Argonne National Laboratory

Transportation and Power Systems

Combustion Modeling with Detailed Chemistry

Developing high-fidelity reduced mechanisms for use of biodiesel fuel in combustion systems

It is well known that the optimization of engines burning liquid and gaseous fuels through repeated experiments is a routine but rather expensive and time-consuming process. Predictive numerical simulations with realistic chemistry is a promising option in reducing overall cost, particularly if the detailed mechanisms can be substantially reduced without significant loss of accuracy. In the past, detailed chemical kinetic mechanisms included only a few species (3-10) and handful of reactions (20-50). Due to the advent of faster and cheaper computational resources, detailed simulations with 40-60 species and 150-200 reactions have become rather routine in industry and academia. However, these mechanisms in the past have been plagued by inadequate validation and limited operation range.

Argonne researchers, in collaboration with University of Connecticut (UConn) and Lawrence Livermore National Laboratory (LLNL), have developed high-fidelity reduced mechanisms for biodiesel fuel. These reduced mechanisms are extensively validated against idealized combustion systems such as shock tube, rapid compression machine, jet stirred reactor, constant volume turbulent spray-combustion chambers, metal-engine and other data. These mechanisms can better predict experimental data compared to other chemical kinetic models available in the literature. These well-validated mechanisms will be shared here at a later stage.

Biodiesel Surrogates for Engine Modeling

The desired reduced biodiesel mechanism should:

  • Be small in mechanism size (about 100-125 species),
  • Represent real biodiesel properties well,
  • Include low and high temperature chemistry, and
  • Require no tuning of rate parameters to match specific data-sets.

The surrogates’ range of operation consists of a pressure of 1-100 atm; an equivalence ratio of 0.5-2.0; and an initial temperature of 700-1800 degrees K .

________________________

Stated task 1 » Summarize the page on reduced biodiesel combustion mechanisms in two sentences.
Stated task 2 » Write out the passage of the page on reduced biodiesel combustion mechanisms word for word, from "Biodiesel Surrogates for" up to and including "match specific data-sets.".

Data provided »
________________________

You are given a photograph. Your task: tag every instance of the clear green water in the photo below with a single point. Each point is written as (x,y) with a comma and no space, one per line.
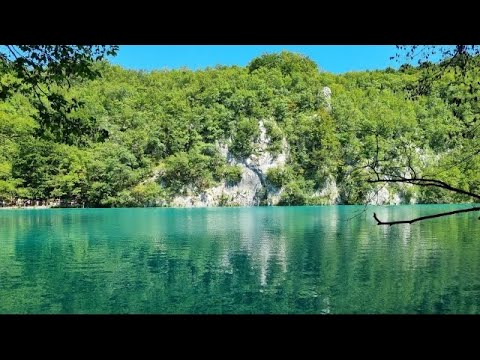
(238,260)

________________________

Result 1 » Optimizing engines through repeated experiments is expensive and slow, so predictive simulations with realistic chemistry are a promising alternative, especially if detailed mechanisms can be greatly reduced without much loss of accuracy, though past mechanisms suffered from inadequate validation and limited operating range. Argonne researchers, working with UConn and LLNL, have developed high-fidelity reduced mechanisms for biodiesel that are extensively validated and predict experimental data better than other models, and the desired mechanism should be small, represent real biodiesel properties well, include low and high temperature chemistry, and require no tuning of rate parameters.

Result 2 »
Biodiesel Surrogates for Engine Modeling

The desired reduced biodiesel mechanism should:

  • Be small in mechanism size (about 100-125 species),
  • Represent real biodiesel properties well,
  • Include low and high temperature chemistry, and
  • Require no tuning of rate parameters to match specific data-sets.